## BRIEF
Count the lines in the rows below that contain the string "black" with matching case, and give only that number.

## RECORD EXTRACTS
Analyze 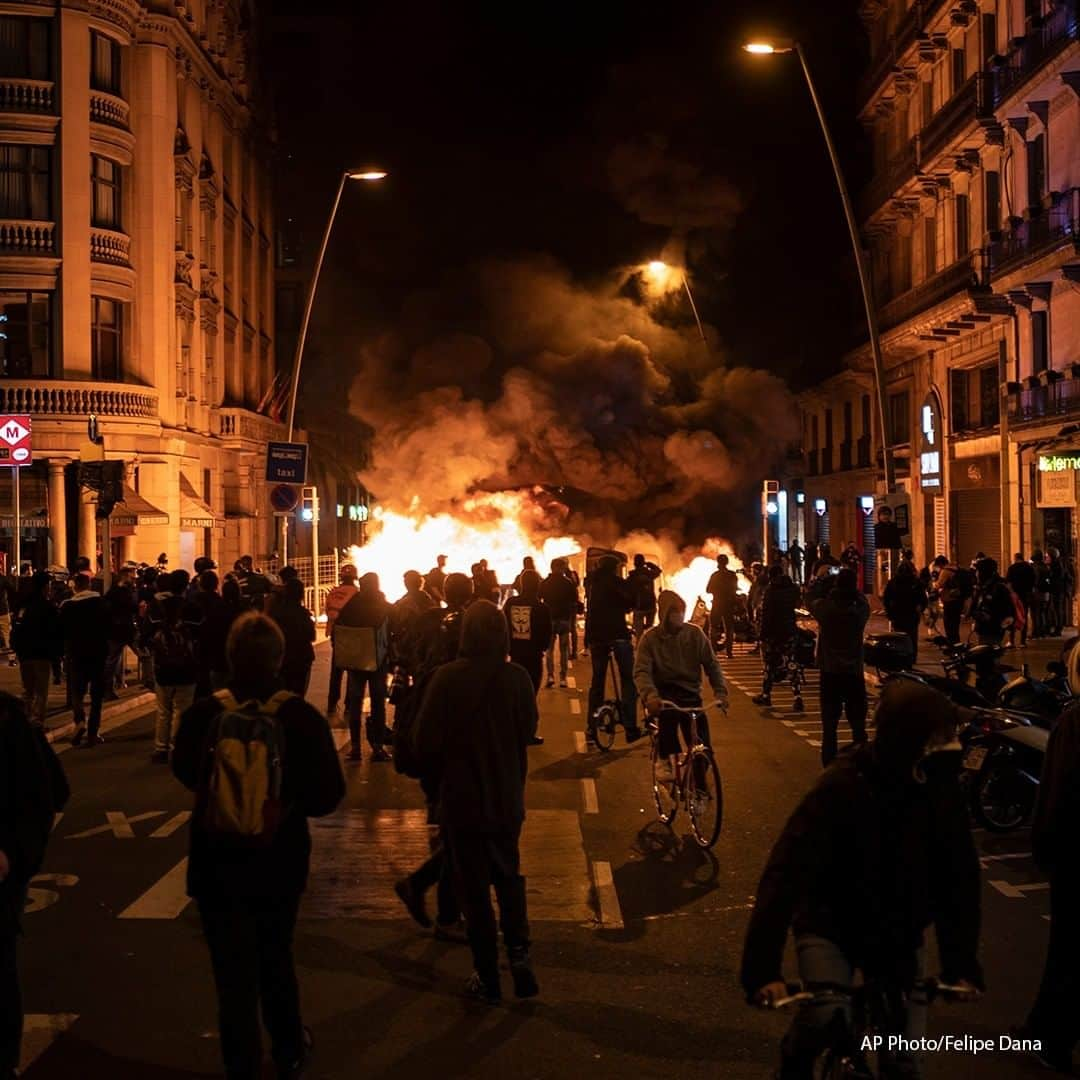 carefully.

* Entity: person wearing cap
[323,563,356,716]
[741,681,985,1080]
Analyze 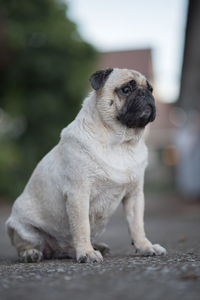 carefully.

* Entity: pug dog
[6,68,166,262]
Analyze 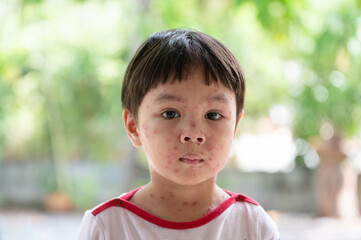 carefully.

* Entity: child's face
[124,69,241,185]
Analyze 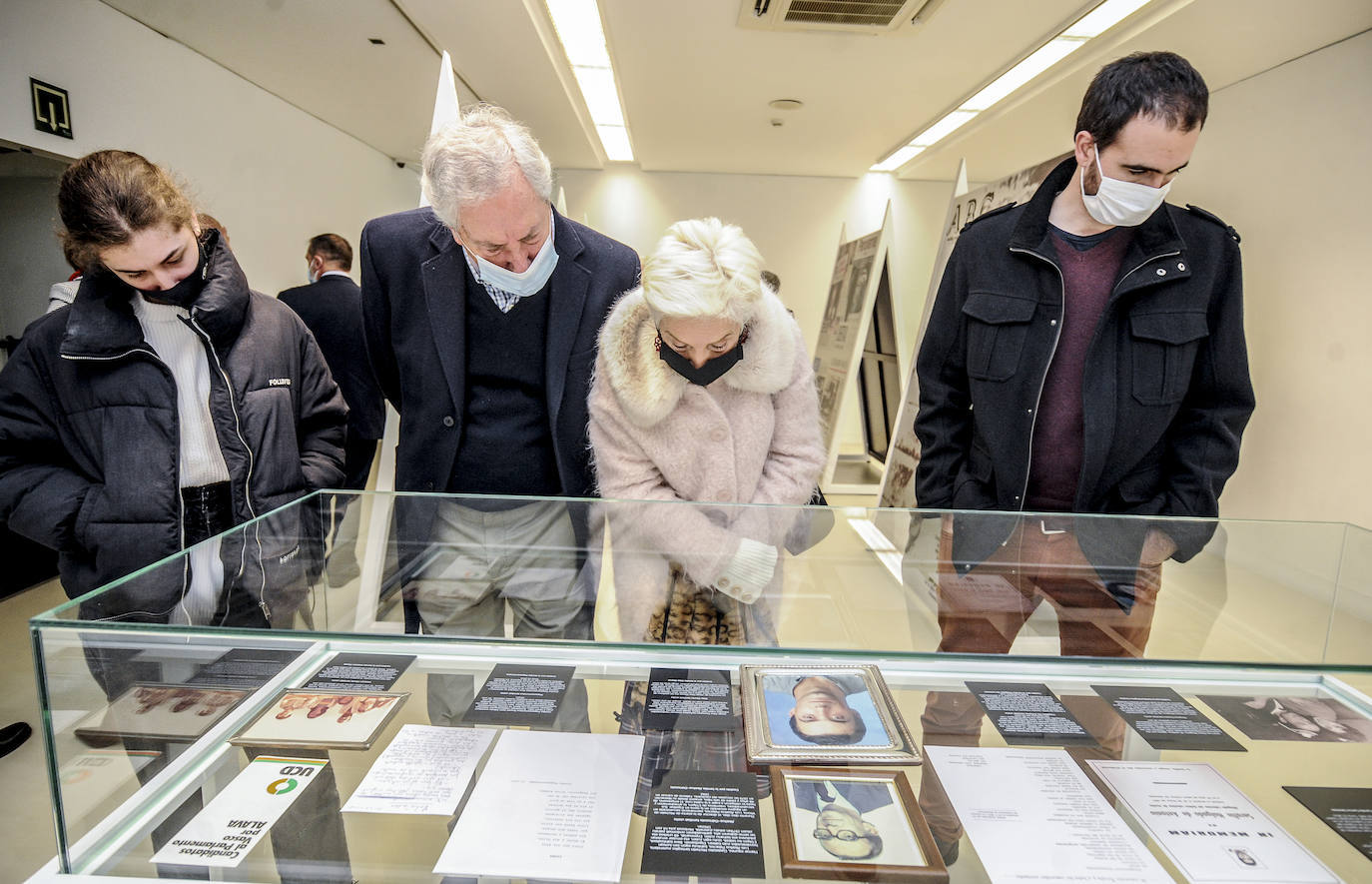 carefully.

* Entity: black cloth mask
[657,337,744,388]
[133,236,210,311]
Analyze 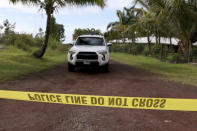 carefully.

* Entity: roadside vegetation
[104,0,197,63]
[0,19,67,82]
[0,46,66,82]
[111,53,197,86]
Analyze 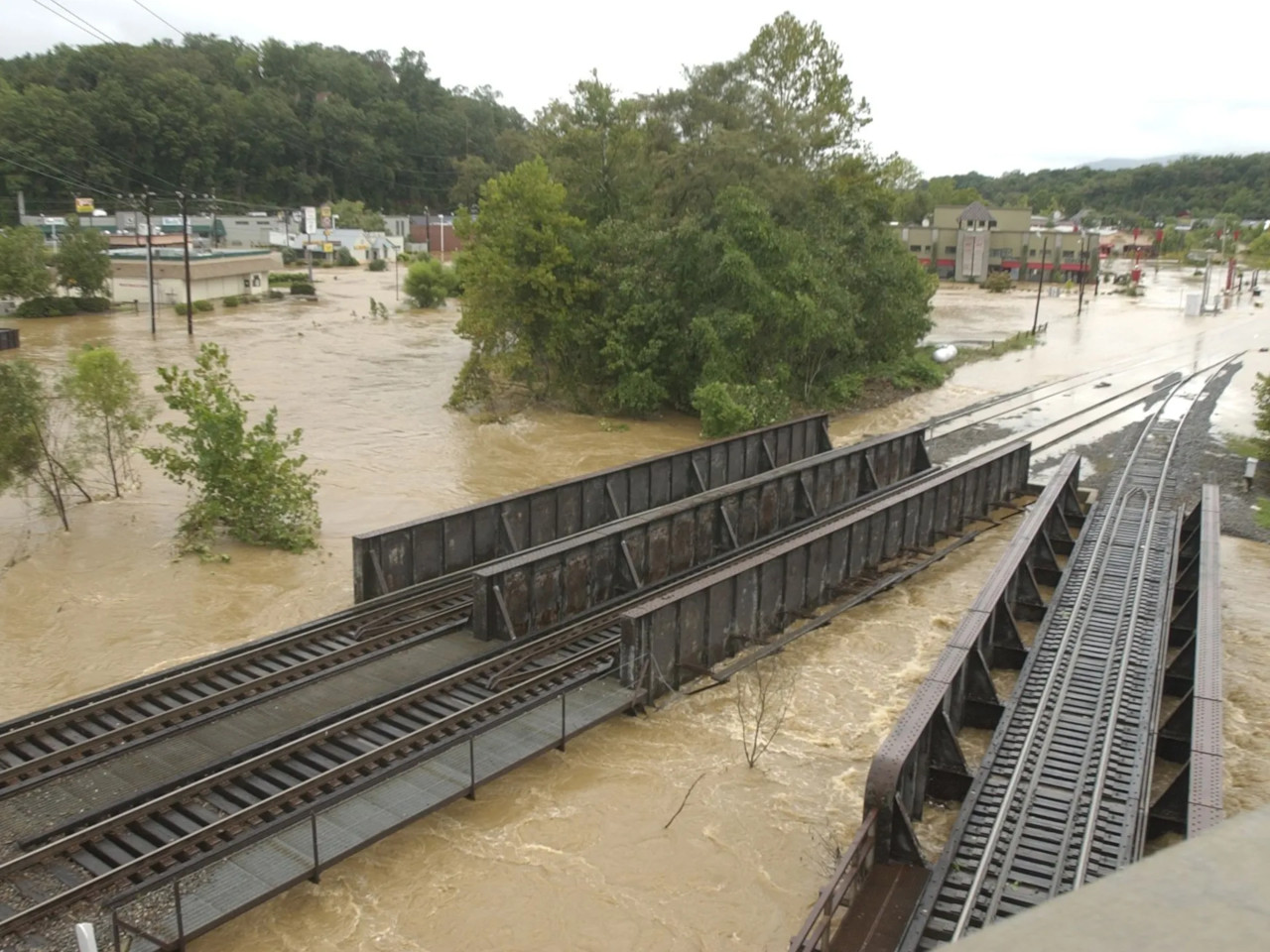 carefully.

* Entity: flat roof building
[892,202,1098,282]
[110,248,282,307]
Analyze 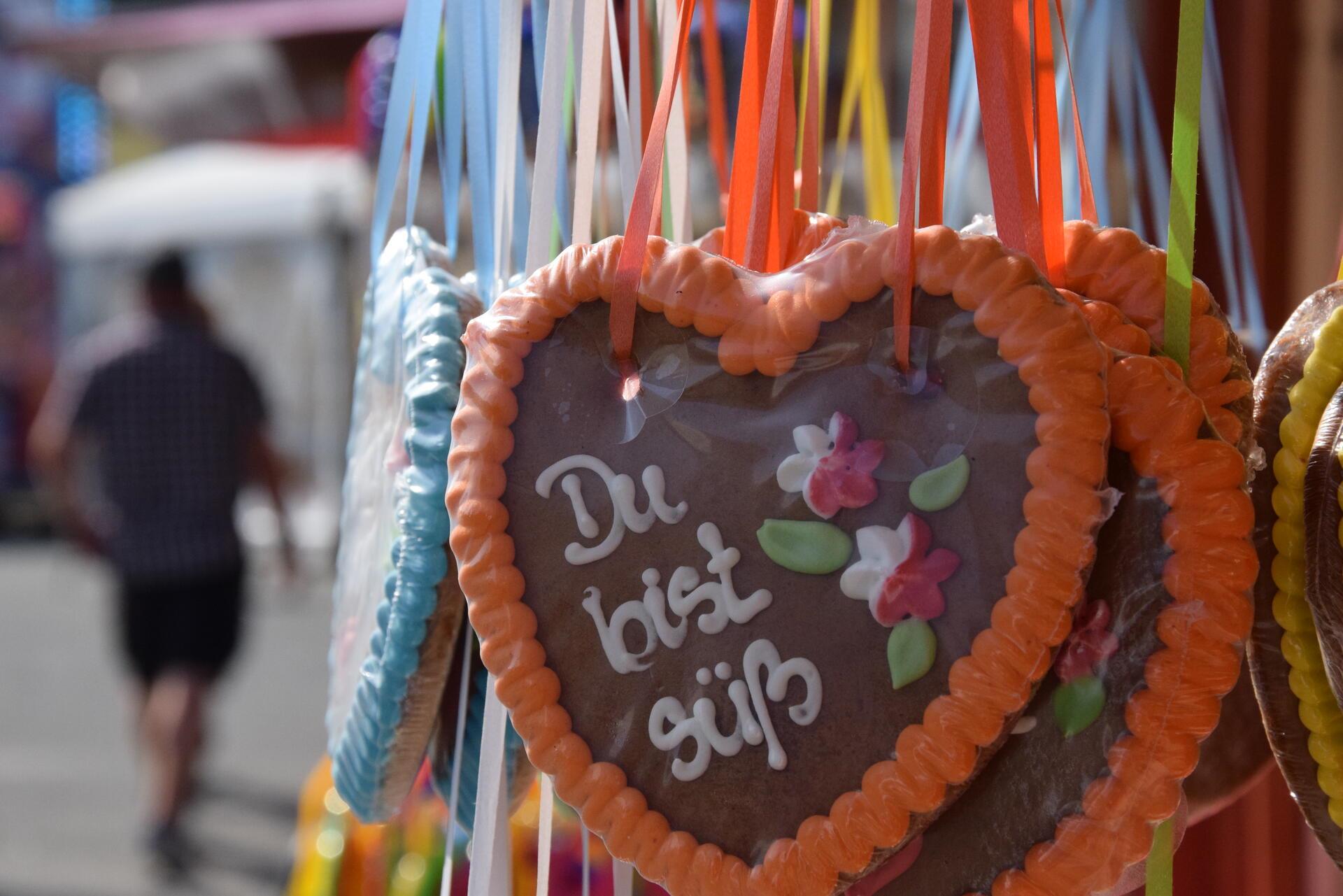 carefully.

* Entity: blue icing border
[332,229,474,820]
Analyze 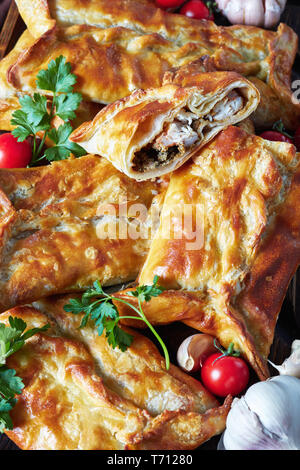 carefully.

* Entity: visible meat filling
[133,91,243,172]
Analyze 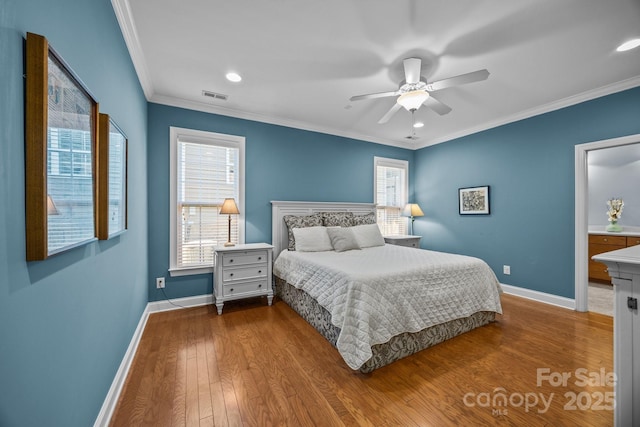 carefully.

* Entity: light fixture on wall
[402,203,424,234]
[220,198,240,246]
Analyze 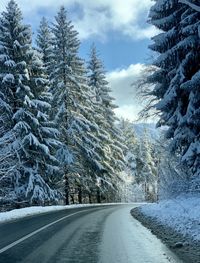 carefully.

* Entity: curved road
[0,205,181,263]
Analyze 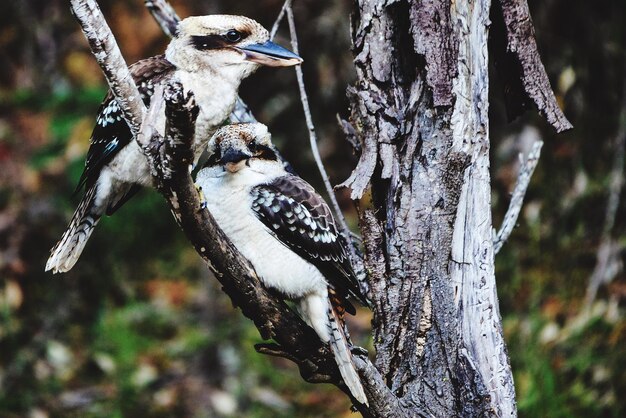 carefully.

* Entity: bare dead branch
[142,83,398,416]
[283,7,368,295]
[495,0,572,132]
[70,0,146,136]
[493,141,543,255]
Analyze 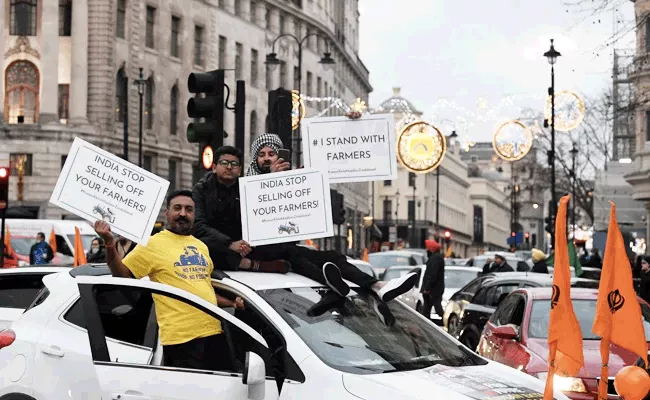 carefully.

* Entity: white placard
[50,137,169,245]
[239,168,334,246]
[302,114,397,183]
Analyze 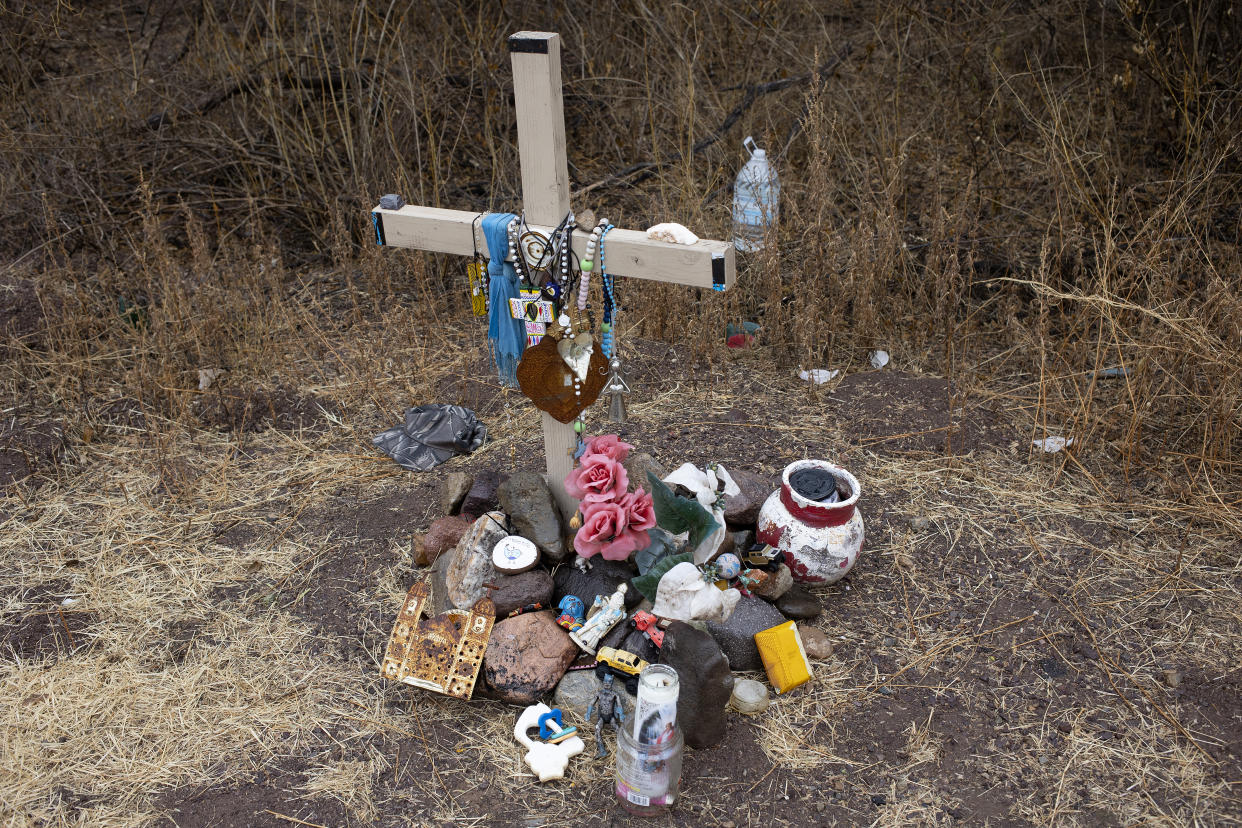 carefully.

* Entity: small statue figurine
[600,356,630,422]
[569,583,626,655]
[586,673,625,758]
[556,595,586,632]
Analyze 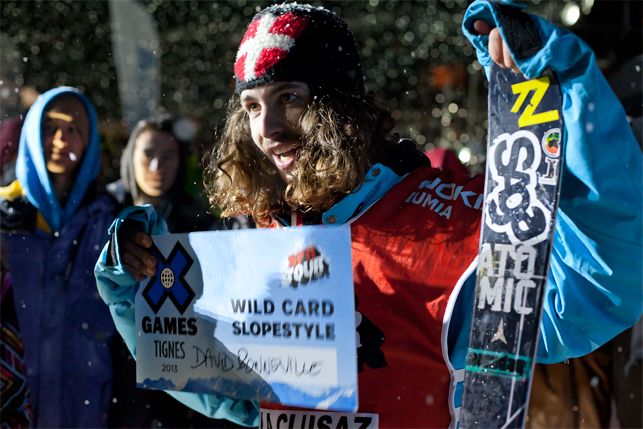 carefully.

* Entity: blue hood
[16,87,100,232]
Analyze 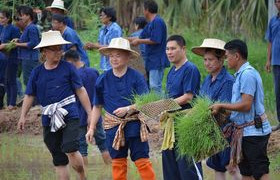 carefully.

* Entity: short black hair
[17,6,34,21]
[166,35,186,47]
[144,0,158,14]
[52,14,66,24]
[133,16,147,29]
[100,7,117,22]
[0,9,13,24]
[64,49,80,62]
[224,39,248,60]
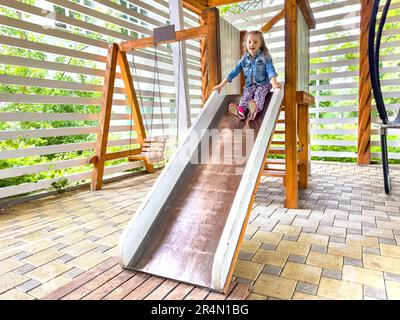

## THE REPLY
2